Task goal:
Give the records again, word for word.

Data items
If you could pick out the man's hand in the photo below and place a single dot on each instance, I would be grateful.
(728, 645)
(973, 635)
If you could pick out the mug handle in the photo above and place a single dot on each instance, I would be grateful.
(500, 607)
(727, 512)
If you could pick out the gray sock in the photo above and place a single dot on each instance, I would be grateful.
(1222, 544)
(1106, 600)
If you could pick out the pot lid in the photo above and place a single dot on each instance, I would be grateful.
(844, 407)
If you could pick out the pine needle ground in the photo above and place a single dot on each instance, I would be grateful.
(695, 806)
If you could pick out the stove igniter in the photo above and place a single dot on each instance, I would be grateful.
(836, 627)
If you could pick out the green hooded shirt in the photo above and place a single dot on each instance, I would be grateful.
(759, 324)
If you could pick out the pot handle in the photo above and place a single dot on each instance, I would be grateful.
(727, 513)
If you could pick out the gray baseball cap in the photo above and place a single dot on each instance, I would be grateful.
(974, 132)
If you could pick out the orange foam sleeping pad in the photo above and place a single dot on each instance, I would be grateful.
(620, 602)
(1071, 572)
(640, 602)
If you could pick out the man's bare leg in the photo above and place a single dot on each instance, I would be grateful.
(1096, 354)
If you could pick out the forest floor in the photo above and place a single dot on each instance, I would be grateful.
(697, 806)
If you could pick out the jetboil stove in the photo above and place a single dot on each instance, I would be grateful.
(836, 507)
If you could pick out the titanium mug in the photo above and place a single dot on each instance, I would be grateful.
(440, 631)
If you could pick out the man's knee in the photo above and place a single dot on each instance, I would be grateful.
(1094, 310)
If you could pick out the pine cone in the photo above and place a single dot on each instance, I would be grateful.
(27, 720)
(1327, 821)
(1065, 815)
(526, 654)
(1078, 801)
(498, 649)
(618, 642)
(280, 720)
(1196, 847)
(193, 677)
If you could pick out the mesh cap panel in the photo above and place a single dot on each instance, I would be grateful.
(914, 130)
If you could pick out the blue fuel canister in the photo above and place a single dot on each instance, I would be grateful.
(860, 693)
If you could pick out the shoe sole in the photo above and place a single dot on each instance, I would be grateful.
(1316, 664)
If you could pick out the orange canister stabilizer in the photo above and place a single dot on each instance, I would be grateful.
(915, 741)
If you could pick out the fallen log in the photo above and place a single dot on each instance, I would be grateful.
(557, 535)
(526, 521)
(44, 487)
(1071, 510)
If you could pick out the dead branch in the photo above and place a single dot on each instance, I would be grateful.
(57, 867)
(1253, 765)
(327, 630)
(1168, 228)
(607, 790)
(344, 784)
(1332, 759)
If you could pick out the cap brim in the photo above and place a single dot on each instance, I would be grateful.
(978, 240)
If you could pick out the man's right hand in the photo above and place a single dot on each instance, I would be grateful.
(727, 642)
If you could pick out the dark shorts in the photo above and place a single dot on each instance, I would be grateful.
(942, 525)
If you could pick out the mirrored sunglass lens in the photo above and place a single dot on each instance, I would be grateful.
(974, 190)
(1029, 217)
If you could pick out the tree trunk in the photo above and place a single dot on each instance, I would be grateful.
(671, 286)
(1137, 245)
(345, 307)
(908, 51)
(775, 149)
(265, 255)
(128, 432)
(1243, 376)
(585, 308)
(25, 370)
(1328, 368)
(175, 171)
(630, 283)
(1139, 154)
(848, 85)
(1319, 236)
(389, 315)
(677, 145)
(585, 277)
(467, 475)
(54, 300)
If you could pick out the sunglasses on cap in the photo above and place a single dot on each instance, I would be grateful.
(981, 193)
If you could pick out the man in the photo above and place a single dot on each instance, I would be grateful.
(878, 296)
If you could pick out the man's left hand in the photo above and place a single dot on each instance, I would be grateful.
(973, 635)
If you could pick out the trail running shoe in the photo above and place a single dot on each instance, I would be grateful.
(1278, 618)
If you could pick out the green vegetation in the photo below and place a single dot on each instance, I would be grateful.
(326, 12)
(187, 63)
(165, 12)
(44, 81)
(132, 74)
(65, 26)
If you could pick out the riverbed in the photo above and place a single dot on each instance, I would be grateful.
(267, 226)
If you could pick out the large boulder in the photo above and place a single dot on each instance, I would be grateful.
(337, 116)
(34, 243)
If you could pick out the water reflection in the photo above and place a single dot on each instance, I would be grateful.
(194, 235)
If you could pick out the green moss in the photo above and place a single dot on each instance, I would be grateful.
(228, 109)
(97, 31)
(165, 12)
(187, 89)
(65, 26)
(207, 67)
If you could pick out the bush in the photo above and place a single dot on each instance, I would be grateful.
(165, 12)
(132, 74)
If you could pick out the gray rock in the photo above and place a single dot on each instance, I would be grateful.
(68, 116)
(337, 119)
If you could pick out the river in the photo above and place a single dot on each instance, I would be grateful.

Solution:
If you could pick out the man's hand in the photo below and place a single dot on each instance, I would be grateful.
(728, 645)
(973, 635)
If you could pick out the mug handle in the photo above and place a single dot on each instance, I would be grateful.
(500, 607)
(727, 512)
If you could pick out the gray sock in the photo above and place a single dot on each instance, I would be grateful.
(1222, 544)
(1106, 600)
If you could pick out the pot lid in the photo above and place a single dot on each instance, I would be grateful.
(844, 407)
If you could pick out the pine needle ground in the photo above and place a single dot on each instance, I would be grateful.
(695, 806)
If you could pick out the stove igniter in the photo above and place a single dot on each instance, I would be grateful.
(836, 627)
If you could pick out the green hooded shirt in the photo above and place a single dot on each instance, I would be grateful.
(759, 324)
If you could pick out the pot handle in the photo above and place a single dot on each instance, I would be grateful.
(727, 513)
If you could pick out the gray baseball cap in the photo above and place a single dot on each instance, I would be grateful.
(974, 132)
If you could pick out the orange foam sleeping pad in the photo above and place a single dot on each instance, I would be grateful.
(620, 602)
(1071, 572)
(640, 602)
If you could pick out the man's bare leg in the photo above and place a single dot on each instance, I would be grateful.
(1096, 354)
If you could pick out the forest floor in the photo above and place a single dot on each instance, I would be grateful.
(697, 806)
If you could pick out the jetboil stove in the photo above and place a single dot on each instance, I would be grateful.
(836, 507)
If you could pick out the titanium mug in the photo above and place a single dot on each instance, I would be grateful.
(440, 631)
If you could pick out the man's knee in the photo above and place a single dot on each instance, I would be grateful.
(1094, 310)
If you could pick out the pine cone in the photo above and place a single dot on each instance, I would be grateful.
(27, 720)
(1327, 821)
(1065, 815)
(526, 654)
(1078, 801)
(498, 649)
(618, 642)
(280, 720)
(1196, 847)
(193, 677)
If you could pick out the mesh cap panel in the photo above and place a single dot on each instance, I would be grateful.
(914, 130)
If you could pick out the blue fuel canister in the photo above and place a single dot on each instance, I would be grateful.
(860, 693)
If you could pick out the shoe sole in the photo above and place a single dot on each instance, I would be grateful.
(1316, 664)
If you could pick out the orange canister stabilizer in the photo above and place a single dot on each instance, I would be grateful.
(915, 741)
If you could pick out the fallen log in the photo above and place a single dot on each instance, I would be grateful.
(557, 535)
(526, 521)
(44, 487)
(1071, 510)
If you could pick out the dead branch in the photo above and place a single dot on each instance, I would be grateful.
(57, 867)
(1253, 765)
(327, 630)
(1168, 228)
(607, 790)
(344, 784)
(1332, 759)
If you could pick out the cap brim in the photo above and place a single dot on each instance, I would be grateful.
(978, 240)
If you could pick out the man's right hand in the photo above and place a single dot on each instance, I would be grateful.
(727, 642)
If you could pick out the dark shorts in the photo above and place a single dot on each instance, I would be grateful.
(942, 525)
If you could pick out the mirrored sunglass lens in the photo above and place a single dot on each instance, I would be grateful.
(974, 190)
(1029, 217)
If you could pick out the tree trunk in the photo above and place a single dot on each instance, I would be grateful.
(671, 286)
(1137, 245)
(345, 307)
(908, 51)
(775, 149)
(265, 255)
(128, 432)
(1243, 376)
(585, 308)
(25, 370)
(1328, 368)
(175, 171)
(630, 283)
(1139, 154)
(848, 85)
(1319, 236)
(389, 315)
(677, 145)
(585, 277)
(467, 475)
(54, 300)
If you could pick out the sunglasses on cap in the photo above and place a single dot on each instance, I would be grateful.
(981, 193)
If you could pick out the man in the photo above and place a single dot on each instance, I would be grateful.
(878, 296)
If you could pick out the man's left hand in the photo above and place a single dot on each instance, I would be grateful.
(973, 635)
If you could pick out the trail running shoe in the photo above and place a single dot on each instance, I would be grateful.
(1278, 618)
If you could pick out the green vegetation in the photo below and place a single dot on each instance, I would be grateful.
(326, 12)
(187, 63)
(165, 12)
(44, 81)
(132, 74)
(65, 26)
If you could pick out the riverbed in the photo above and place a single dot on each instance, I would be grateful.
(267, 226)
If you could pick out the large boulder in the photo above and place a single dot on each instance, I would be grateful.
(337, 116)
(34, 243)
If you could pick out the water reflection in the photo above and place a single dot on each instance, I would be grateful.
(194, 235)
If you could pick out the green moss in the photo above and place a single dot on each instance, I would be grateful.
(228, 109)
(97, 31)
(165, 12)
(187, 89)
(65, 26)
(207, 67)
If you could pick out the bush in the photo above and place a single dot on each instance, I would be grateful.
(165, 12)
(132, 74)
If you could pick out the gray rock in the photo above and place a single dot on each instance, I would be grateful.
(68, 116)
(337, 119)
If you could pick out the river in the photo above and place a single dot on each instance, I would be grateful.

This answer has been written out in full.